**GOAL OF THE EXERCISE**
Read through the records below and copy each line that uses the word "tree".

**EXERCISE INPUT**
——

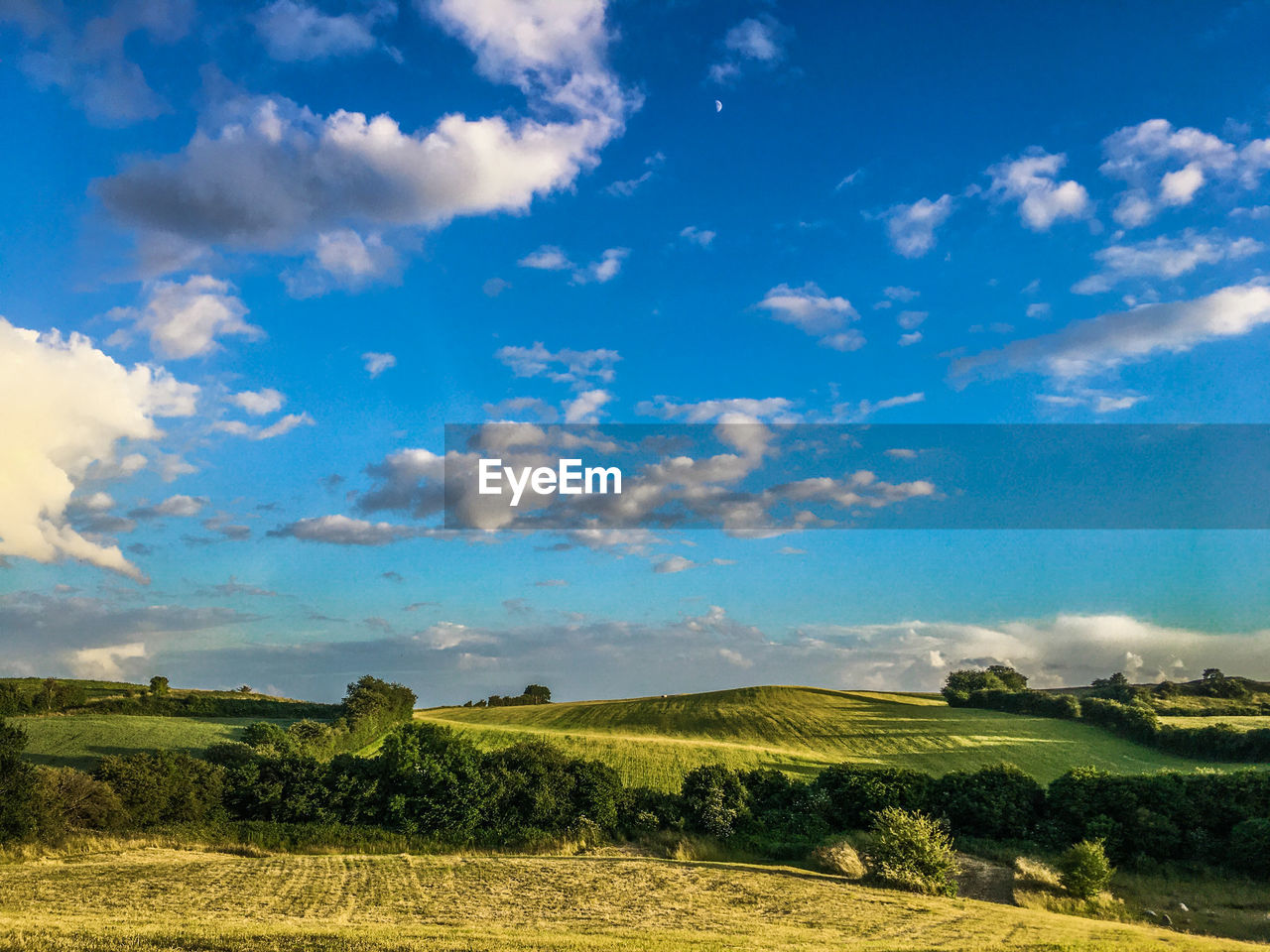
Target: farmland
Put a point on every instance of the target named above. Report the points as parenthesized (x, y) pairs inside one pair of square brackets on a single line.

——

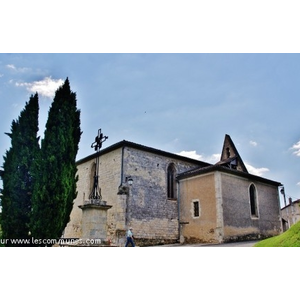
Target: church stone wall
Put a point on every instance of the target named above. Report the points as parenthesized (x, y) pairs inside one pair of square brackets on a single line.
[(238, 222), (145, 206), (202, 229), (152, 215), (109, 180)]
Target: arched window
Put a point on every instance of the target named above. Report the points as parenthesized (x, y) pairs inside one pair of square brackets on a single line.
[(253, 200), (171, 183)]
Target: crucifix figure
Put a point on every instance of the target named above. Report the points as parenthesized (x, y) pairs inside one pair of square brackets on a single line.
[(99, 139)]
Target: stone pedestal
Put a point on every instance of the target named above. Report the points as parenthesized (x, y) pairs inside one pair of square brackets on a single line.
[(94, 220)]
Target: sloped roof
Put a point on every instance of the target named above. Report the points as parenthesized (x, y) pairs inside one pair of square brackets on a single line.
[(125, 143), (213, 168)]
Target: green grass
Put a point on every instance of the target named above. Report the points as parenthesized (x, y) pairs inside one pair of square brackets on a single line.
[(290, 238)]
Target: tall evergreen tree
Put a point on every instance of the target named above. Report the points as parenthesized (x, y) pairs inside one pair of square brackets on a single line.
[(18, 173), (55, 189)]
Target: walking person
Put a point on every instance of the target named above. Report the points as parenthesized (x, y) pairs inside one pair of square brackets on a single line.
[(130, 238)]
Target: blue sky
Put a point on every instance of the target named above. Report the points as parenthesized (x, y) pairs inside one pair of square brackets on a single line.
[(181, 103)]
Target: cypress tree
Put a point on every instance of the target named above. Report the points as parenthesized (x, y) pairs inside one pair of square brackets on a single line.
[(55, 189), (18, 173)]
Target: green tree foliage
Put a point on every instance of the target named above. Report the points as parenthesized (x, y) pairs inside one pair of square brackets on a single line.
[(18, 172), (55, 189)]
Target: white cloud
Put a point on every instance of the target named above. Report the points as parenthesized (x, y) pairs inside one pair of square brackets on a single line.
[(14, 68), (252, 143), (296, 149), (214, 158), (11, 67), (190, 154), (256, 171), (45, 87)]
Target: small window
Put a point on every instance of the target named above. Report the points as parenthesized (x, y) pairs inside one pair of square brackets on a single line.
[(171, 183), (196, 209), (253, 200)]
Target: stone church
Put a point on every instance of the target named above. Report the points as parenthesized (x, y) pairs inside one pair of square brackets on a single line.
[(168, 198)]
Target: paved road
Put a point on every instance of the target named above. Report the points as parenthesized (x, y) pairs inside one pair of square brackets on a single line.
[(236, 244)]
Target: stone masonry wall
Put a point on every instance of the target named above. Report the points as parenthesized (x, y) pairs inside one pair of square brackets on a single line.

——

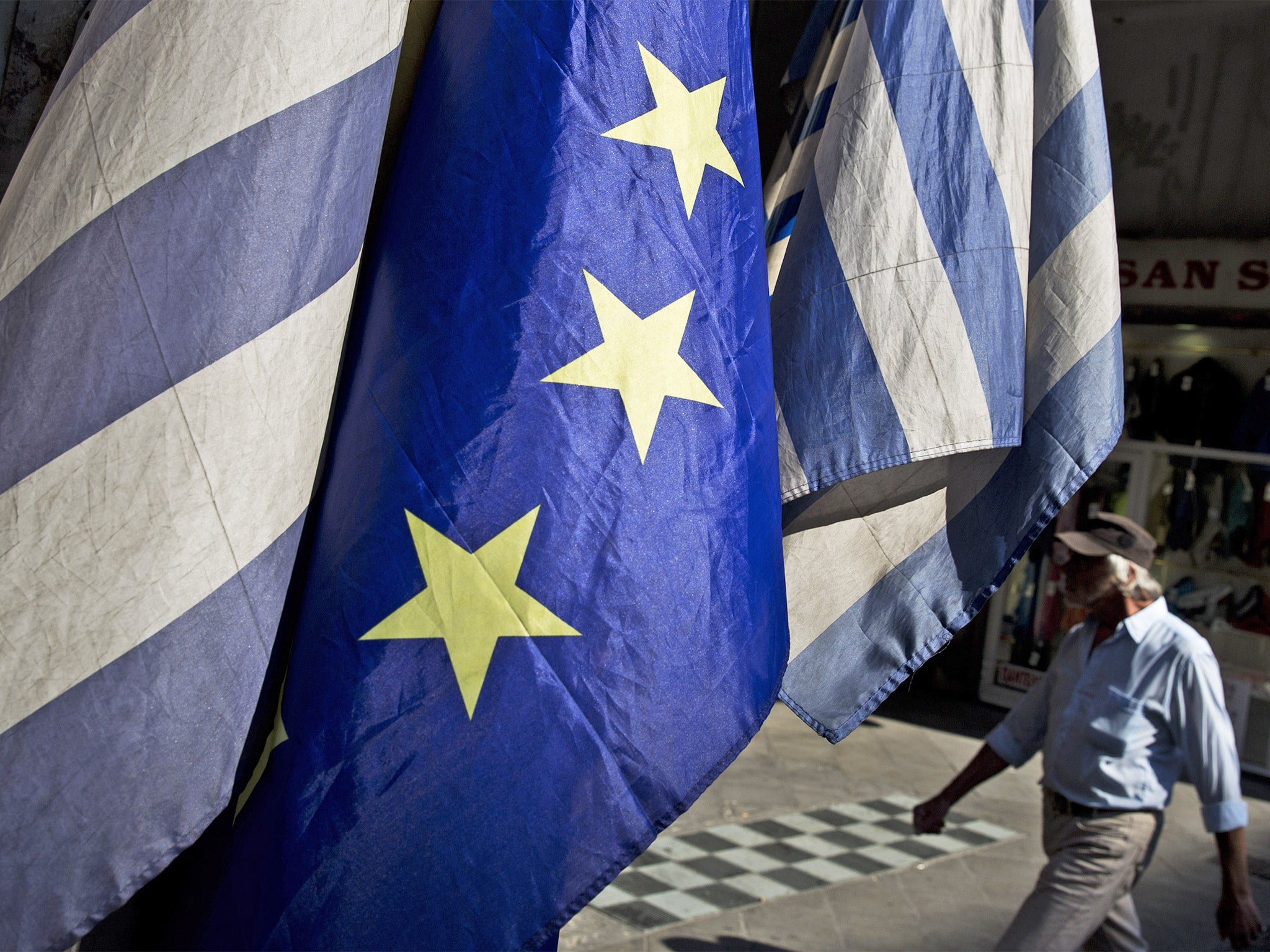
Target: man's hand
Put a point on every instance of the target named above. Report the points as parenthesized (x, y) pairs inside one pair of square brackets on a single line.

——

**ANSWER TO THE PROBLEM**
Target: tall evergreen tree
Target: cypress tree
Target: green tree foliage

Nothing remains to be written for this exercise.